▸ **Quoted passage**:
4.4 from 114 reviews

This Sweet Potato Soup is a hearty and flavorful vegan dish featuring tender sweet potatoes, black beans, and fresh spinach cooked in a fragrant blend of spices with creamy coconut milk. Perfect for a wholesome and comforting meal, it combines the sweetness of sweet potatoes with smoky paprika and a hint of heat from jalapeño.

Ingredients

Scale

Soup Ingredients

  • 2 tablespoons olive oil
  • 1 large onion, diced
  • 1 large red bell pepper, diced
  • 1 small jalapeño, diced
  • 2 large garlic cloves, finely chopped
  • 1 teaspoon ground cumin
  • 1 tablespoon smoked paprika
  • 1 lb (450 g) sweet potato, peeled and cut into 1-inch cubes
  • 2 cans (14 oz / 400 g) black beans, drained and rinsed
  • 4 cups (1 liter) vegetable stock
  • 1 can (13.5 fl. oz. / 400 ml) coconut milk
  • 3 cups (100 g) fresh spinach
  • Salt and freshly ground black pepper to taste

Instructions

  1. Heat the oil and sauté vegetables. In a large pot, heat the olive oil over medium heat. Add the diced onion, red bell pepper, and jalapeño. Sauté for 4-5 minutes or until the bell pepper is softened and the onion becomes translucent.

▸ **Data lines**:
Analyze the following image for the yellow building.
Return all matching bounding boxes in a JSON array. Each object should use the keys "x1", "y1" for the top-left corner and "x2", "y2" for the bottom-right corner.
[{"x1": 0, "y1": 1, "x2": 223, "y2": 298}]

▸ **Problem set**:
[1] Answer these questions about the soup recipe above, each on its own line:
(a) How many reviews does the rating come from?
(b) How much smoked paprika does the recipe call for?
(c) How long should the onion, bell pepper, and jalapeño be sautéed?
[2] Can you copy out a passage of the soup recipe word for word? Begin at the words "4.4 from 114" and stop after "heat from jalapeño.".

▸ **Problem solutions**:
[1]
(a) 114 reviews
(b) 1 tablespoon
(c) 4-5 minutes, or until the bell pepper is softened and the onion becomes translucent

[2]
4.4 from 114 reviews

This Sweet Potato Soup is a hearty and flavorful vegan dish featuring tender sweet potatoes, black beans, and fresh spinach cooked in a fragrant blend of spices with creamy coconut milk. Perfect for a wholesome and comforting meal, it combines the sweetness of sweet potatoes with smoky paprika and a hint of heat from jalapeño.